— begin PAGE EXCERPT —
But on the other hand, that was understandable. I never meant to give the impression that it was bad. It's like any job, there are tough days and pleasant days, but overall, man, what a cool job to have. I always appreciated it, I always appreciated that I got to work from home. I didn't mind particularly, otherwise I couldn't have done it for forty years.

A lot of other artists try to do it just because they want to be a part of a huge movie - like you said, movies are a part of our lives - but when they get the chance they say once was enough and they'll never do it again. It's a very difficult job and I was just grateful to be eating so I kept on doing it.

Cinematical: Do you think there's a future for individual poster artists or has that boat sailed and they've been replaced by workshops filled with Photoshop designers?

Struzan: For now it sure has. Unless there's a director who particularly wants a piece of art, but even then you have to get it past a studio that doesn't understand it anymore. It's a new and difficult situation because the mentality has changed. The new guard only understands computers so it's difficult for me to think there might be a place for it, but I'm not a fortune teller. Maybe they'll say, "I want something that was made by a human being, that was made by hand so I can feel the art and soul of it." We're not there right now, but who knows, maybe there will be a revolution.

Cinematical: Are you familiar at all with the recent emergence of boutique art shops doing officially licensed, original posters? In particular, there's a theater in Austin called the Alamo Drafthouse that has its own art shop called Mondo Tees--

Struzan: Yeah, they actually called me.
— end PAGE EXCERPT —
— begin AVAILABLE DATA —
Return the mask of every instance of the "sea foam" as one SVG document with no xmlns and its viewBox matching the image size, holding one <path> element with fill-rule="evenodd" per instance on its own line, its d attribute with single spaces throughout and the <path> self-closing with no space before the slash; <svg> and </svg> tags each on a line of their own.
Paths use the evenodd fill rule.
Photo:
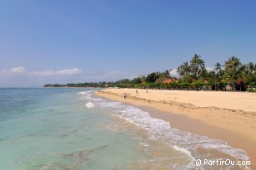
— end AVAILABLE DATA —
- WRITTEN INSTRUCTION A
According to the interview excerpt, what is the name of the theater in Austin that has its own art shop?
- WRITTEN INSTRUCTION B
Rewrite the part of the interview excerpt that opens with "Cinematical: Are you" and closes with "actually called me.", replacing "boutique" with "independent".

- EXERCISE RESPONSE A
The Alamo Drafthouse

- EXERCISE RESPONSE B
Cinematical: Are you familiar at all with the recent emergence of independent art shops doing officially licensed, original posters? In particular, there's a theater in Austin called the Alamo Drafthouse that has its own art shop called Mondo Tees--

Struzan: Yeah, they actually called me.